WHAT THE TASK REQUIRES ▸ Your answer is every line of the material below in which the string "bridge" occurs.

SOURCE MATERIAL ▸
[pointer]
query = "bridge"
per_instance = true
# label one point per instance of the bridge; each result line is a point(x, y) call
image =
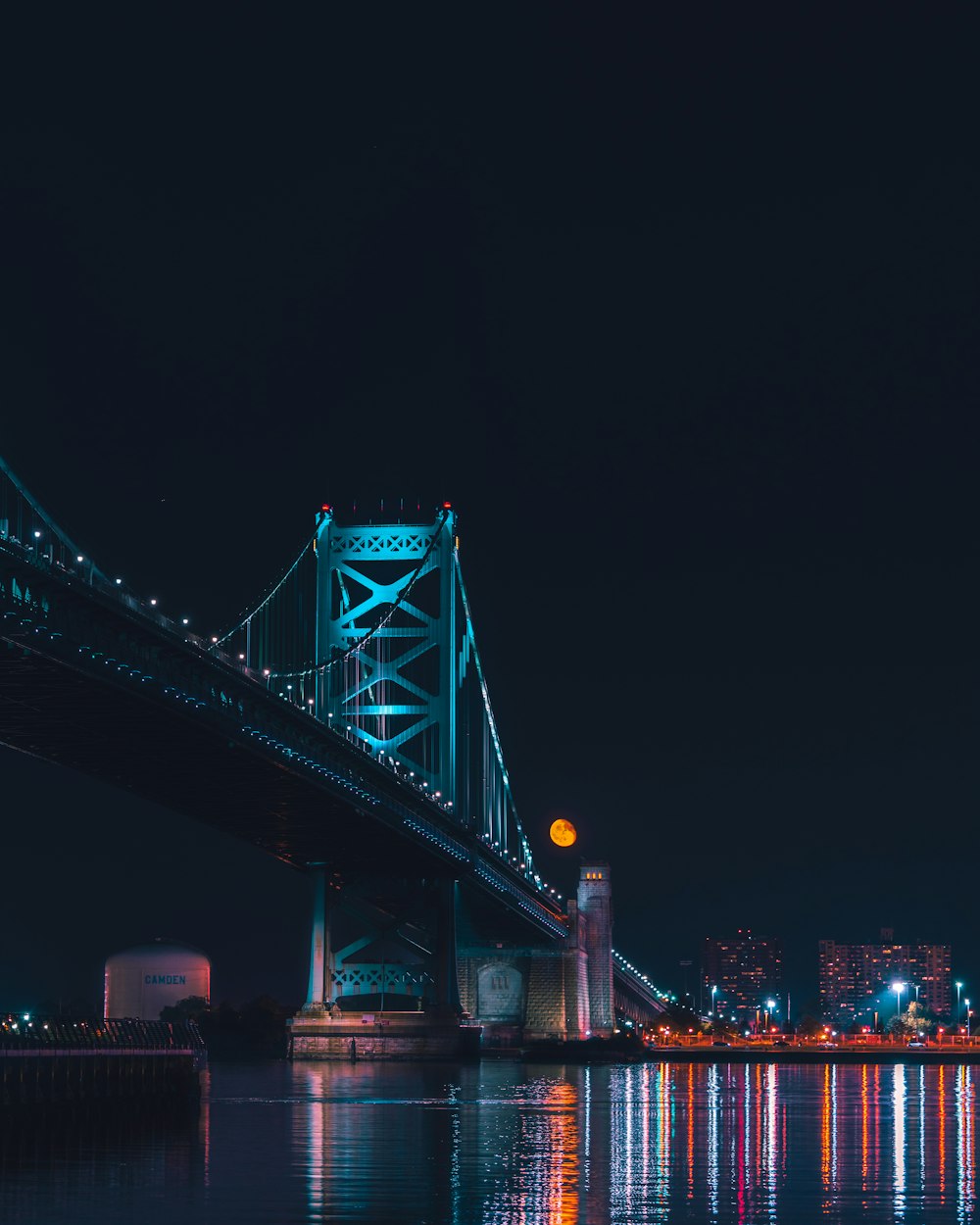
point(342, 724)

RESPONSE TO THE TASK ▸
query = "bridge"
# label one point per instance of the bridge; each result line is a point(x, y) call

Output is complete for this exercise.